- **Consegna A**: Aggiorna le righe dei dati, a partire da quella che contiene "the form [823,392]." fino all'ultima riga dei dati, sostituendo "Target" con "Oggetto" e lasciando invariato tutto il resto.

- **Brano fornito**:
┌──

L'attività di Armando
Punzo all'interno del carcere di Volterra è giustamente nota. Anche
quest'anno il regista ha presentato nella casa di reclusione di
Volterra con la sua Compagnia della Fortezza un'opera densa, carica
di significati, capace di pressare lo spettatore trasportandolo su
un tapis roulant che scarta continuamente e induce ad una riflessione
sempre significativamente divagante, ma che converge infine verso un
unico quadro di insieme che genera un'intensa reazione emotiva. C'è
da chiedersi da dove nasca questa forza, che cosa accade tra le mura
del carcere perché l'esperienza teatrale che lì nasce e si produce
riesca a stupire e a coinvolgere così tanto lo spettatore. Credo che
dipenda dalla capacità di Punzo di costruire uno spettacolo che
sappia essere popolare nello stesso momento in cui si presenta come
un evento elegante ed extravagante; un'opera che riesca ad evocare la
tradizione, anche la più consueta, quella appunto che appartiene al
sentire comune di più generazioni e non è confinata nell'ambito
intellettuale, proprio quando sembra allontanarsi dai percorsi
abituali e tentare strade poco battute, che sia capace di parlare al cuore
mentre si propone come operazione di alto livello culturale. E' il
teatro, bellezza, e tu non puoi farci niente, direbbe il Bogart
di Quarto potere. E' il teatro, con la sua magia, la follia, la
commozione, la suggestione e il turbamento, i suoi luoghi deputati,
come lo è diventato, ormai da tempo, il cortile del carcere di
Volterra.
Mercuzio non vuole
morire accende i riflettori su quella che, a detta di Punzo, è
la vera tragedia del Romeo e Giulietta, cioè la morte di
Mercuzio, il poeta che parla di nulla perché parla dei sogni, e che
dunque non può vivere in una società dove la violenza e la
sopraffazione, la volgarità che esse producono, tolgono forza alle
parole, almeno quando queste intendono veramente comunicare. Punzo
insomma, in quel suo modo visionario istrionico trepidante eccitato e
a tratti scanzonato, parla della poesia e dell'arte, della sua
necessaria sopravvivenza in un mondo che sembra andare in tutt'altra
direzione, affidando le parole di Shakespeare (non solo dal Romeo
e Giulietta), di Baudelaire, Cervantes, Dante, Majakovskji, alla
sua scrupolosa compagnia di attori detenuti e facendo entrare
all'interno del carcere il mondo di fuori, i paesaggi cittadini su
enormi pannelli, e le persone cosiddette libere, chiamate ad essere a
loro volta protagoniste dell'evento, salvo poi, come è avvenuto
appunto quest'anno, ribaltare la prospettiva e condurre attori e
spettatori fuori dal carcere per fare in modo che siano i cittadini a
diventare a loro volta attori, le strade e le piazze il grande
scenario in cui si consuma la tragedia.

└──

- **Dati estratti**:
┌──

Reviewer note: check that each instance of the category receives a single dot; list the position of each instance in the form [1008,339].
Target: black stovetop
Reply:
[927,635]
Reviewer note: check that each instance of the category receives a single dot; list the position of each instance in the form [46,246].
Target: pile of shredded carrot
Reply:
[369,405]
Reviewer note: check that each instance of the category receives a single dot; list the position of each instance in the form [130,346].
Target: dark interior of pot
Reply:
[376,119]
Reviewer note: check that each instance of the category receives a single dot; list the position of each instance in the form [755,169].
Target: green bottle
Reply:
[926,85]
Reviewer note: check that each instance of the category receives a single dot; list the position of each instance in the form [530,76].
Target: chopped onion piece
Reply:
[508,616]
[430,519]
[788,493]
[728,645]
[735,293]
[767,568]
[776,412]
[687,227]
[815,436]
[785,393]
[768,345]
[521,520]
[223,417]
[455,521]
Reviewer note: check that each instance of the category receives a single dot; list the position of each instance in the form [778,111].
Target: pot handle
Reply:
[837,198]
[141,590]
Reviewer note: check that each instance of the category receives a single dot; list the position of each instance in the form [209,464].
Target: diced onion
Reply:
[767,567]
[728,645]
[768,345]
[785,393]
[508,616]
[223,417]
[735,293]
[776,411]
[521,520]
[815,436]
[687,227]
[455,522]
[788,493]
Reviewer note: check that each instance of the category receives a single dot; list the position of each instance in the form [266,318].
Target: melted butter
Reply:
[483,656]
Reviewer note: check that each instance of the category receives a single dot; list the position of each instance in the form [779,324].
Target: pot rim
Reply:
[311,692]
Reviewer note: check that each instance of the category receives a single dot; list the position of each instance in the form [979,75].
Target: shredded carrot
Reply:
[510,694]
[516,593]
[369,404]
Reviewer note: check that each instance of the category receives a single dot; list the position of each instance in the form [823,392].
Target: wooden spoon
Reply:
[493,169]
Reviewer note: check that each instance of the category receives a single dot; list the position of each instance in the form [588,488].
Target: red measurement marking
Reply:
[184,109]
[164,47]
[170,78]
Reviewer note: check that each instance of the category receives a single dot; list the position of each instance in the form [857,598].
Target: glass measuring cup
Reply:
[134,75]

└──

- **Consegna B**: Scrivi il seguito del testo sullo spettacolo della Compagnia della Fortezza a Volterra.

- **Svolgimento A**:
Reviewer note: check that each instance of the category receives a single dot; list the position of each instance in the form [823,392].
Oggetto: wooden spoon
Reply:
[493,169]
Reviewer note: check that each instance of the category receives a single dot; list the position of each instance in the form [588,488].
Oggetto: red measurement marking
Reply:
[184,109]
[164,47]
[170,78]
Reviewer note: check that each instance of the category receives a single dot; list the position of each instance in the form [857,598].
Oggetto: glass measuring cup
Reply:
[134,75]

- **Svolgimento B**:
Infine la forza emotiva
dello spettacolo è anche nel personaggio di Mercuzio, verso i cui
ideali, sottilmente evocati, Punzo e i suoi attori sospingono gli
spettatori. Lo scambio di ruoli, il continuo scivolamento di
prospettiva, il bagaglio di sensazioni e di parole si consegnano al
pubblico in un equilibrio imprevisto, tenuto insieme da un filo tenue
e solidissimo, che lega e dà sostanza ai diversi frammenti, ai brani
e ai lacerti di cui la messa in scena si ciba e si appropria,
scomponendo e ricomponendo l'immagine complessiva che lo spettacolo
poco a poco costruisce.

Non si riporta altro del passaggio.